* Directions *
Count the lines in the data below that have "horizon" in them, and reply with only that number.

* Task inputs *

BEGIN

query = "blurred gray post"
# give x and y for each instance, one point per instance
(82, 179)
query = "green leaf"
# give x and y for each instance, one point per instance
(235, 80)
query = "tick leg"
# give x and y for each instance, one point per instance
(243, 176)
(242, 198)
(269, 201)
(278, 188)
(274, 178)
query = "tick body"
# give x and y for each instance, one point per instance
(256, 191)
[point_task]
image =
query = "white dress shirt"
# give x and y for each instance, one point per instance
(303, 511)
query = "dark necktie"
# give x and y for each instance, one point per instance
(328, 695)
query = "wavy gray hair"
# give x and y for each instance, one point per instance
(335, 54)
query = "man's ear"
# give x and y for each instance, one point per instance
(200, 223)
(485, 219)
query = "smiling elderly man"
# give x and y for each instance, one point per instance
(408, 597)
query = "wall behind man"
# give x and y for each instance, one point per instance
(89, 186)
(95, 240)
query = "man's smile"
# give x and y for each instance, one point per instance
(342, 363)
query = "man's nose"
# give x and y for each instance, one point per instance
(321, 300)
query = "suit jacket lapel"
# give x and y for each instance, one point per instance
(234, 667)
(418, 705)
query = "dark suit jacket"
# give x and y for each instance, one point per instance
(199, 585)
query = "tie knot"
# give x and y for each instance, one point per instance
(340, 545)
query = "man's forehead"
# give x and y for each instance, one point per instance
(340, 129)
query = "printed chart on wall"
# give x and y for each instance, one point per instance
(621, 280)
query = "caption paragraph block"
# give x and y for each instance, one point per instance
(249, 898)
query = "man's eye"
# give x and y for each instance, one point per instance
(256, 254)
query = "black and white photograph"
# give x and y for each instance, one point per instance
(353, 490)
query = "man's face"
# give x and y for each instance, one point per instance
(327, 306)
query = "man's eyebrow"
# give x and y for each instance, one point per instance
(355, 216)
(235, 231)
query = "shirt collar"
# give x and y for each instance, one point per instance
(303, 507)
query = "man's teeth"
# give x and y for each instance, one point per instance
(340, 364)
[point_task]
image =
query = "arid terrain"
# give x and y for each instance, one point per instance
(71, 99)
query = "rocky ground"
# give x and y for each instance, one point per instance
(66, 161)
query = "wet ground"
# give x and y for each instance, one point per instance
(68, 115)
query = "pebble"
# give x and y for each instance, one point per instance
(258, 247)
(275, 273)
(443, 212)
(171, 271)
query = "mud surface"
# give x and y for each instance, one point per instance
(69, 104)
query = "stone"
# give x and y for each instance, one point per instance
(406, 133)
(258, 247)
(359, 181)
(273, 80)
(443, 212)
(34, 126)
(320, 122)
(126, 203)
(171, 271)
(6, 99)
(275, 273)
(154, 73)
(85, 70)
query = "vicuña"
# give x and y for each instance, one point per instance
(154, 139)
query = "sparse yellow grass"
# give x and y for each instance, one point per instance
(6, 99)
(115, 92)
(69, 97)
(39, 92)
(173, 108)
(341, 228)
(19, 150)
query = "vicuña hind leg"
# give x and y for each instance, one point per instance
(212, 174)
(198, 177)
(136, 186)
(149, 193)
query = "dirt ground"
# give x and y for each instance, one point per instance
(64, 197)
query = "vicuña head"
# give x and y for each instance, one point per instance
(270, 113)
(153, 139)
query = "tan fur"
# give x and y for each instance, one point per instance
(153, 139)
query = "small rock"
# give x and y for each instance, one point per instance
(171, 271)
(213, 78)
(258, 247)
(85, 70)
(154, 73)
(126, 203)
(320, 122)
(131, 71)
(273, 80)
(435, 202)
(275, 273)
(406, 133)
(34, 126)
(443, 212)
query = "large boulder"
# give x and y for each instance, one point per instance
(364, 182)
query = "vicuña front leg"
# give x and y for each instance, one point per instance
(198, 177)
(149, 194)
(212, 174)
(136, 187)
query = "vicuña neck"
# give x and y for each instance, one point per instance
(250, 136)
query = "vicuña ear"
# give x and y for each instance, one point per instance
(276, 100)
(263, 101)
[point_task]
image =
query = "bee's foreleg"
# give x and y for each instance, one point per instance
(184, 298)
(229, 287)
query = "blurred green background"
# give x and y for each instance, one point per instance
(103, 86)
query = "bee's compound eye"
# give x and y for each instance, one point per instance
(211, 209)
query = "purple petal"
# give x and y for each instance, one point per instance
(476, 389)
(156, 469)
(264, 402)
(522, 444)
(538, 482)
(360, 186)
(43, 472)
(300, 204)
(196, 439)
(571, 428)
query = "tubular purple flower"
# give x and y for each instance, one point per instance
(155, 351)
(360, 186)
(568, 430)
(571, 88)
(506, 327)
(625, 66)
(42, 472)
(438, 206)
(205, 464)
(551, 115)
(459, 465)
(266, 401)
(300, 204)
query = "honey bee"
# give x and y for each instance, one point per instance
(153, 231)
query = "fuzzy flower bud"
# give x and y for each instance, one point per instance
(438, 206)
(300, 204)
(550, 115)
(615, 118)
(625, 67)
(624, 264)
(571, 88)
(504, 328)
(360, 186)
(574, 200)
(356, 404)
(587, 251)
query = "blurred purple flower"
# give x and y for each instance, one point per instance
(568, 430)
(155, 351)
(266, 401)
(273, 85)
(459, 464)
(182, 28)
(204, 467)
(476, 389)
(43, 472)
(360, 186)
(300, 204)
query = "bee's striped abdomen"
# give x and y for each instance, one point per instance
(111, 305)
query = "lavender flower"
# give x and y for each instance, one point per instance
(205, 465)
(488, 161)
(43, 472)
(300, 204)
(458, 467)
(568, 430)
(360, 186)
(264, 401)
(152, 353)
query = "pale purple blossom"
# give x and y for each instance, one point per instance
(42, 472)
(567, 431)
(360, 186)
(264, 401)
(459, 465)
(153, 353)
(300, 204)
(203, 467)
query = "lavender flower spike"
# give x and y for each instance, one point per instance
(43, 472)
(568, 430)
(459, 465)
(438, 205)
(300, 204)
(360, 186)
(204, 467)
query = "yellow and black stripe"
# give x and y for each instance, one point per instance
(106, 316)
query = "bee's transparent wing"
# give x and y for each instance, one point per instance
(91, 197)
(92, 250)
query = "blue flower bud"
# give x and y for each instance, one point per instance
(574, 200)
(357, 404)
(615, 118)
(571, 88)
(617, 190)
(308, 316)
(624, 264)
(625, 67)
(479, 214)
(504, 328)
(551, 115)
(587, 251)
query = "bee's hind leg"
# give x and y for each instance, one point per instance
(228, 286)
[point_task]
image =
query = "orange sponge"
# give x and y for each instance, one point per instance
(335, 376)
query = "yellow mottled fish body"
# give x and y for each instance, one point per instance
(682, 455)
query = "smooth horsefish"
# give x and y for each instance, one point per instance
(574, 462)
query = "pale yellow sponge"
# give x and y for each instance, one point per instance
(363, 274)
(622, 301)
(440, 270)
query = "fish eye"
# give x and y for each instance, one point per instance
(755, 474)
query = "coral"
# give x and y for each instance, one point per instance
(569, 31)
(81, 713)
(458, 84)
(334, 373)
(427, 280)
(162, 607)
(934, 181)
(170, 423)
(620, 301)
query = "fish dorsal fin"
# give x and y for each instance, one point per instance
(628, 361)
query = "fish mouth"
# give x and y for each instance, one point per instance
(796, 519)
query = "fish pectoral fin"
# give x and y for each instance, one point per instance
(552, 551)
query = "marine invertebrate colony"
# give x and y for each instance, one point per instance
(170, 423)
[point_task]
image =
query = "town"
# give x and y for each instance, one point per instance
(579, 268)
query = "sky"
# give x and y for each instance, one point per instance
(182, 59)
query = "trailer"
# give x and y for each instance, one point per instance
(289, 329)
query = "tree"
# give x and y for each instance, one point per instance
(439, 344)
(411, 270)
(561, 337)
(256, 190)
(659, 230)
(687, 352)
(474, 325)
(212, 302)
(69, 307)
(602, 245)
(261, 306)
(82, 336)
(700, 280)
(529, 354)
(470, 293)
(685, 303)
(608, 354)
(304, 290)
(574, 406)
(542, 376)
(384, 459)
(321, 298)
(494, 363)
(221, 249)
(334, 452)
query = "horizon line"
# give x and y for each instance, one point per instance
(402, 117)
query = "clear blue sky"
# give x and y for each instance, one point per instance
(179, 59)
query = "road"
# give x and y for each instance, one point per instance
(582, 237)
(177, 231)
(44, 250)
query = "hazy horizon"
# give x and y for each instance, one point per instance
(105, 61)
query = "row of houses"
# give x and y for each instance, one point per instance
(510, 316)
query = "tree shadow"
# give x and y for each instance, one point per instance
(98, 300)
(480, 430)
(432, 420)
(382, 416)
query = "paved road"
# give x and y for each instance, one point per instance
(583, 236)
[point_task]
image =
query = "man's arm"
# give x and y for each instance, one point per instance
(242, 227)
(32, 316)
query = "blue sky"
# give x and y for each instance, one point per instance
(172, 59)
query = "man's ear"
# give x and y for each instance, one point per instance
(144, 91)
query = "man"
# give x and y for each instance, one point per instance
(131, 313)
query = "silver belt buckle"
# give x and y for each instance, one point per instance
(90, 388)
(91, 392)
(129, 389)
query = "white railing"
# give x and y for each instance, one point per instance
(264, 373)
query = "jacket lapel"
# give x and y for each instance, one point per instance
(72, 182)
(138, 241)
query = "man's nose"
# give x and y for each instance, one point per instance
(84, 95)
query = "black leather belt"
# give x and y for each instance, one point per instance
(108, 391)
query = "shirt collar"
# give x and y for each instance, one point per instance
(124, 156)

END

* Solution to this task *
2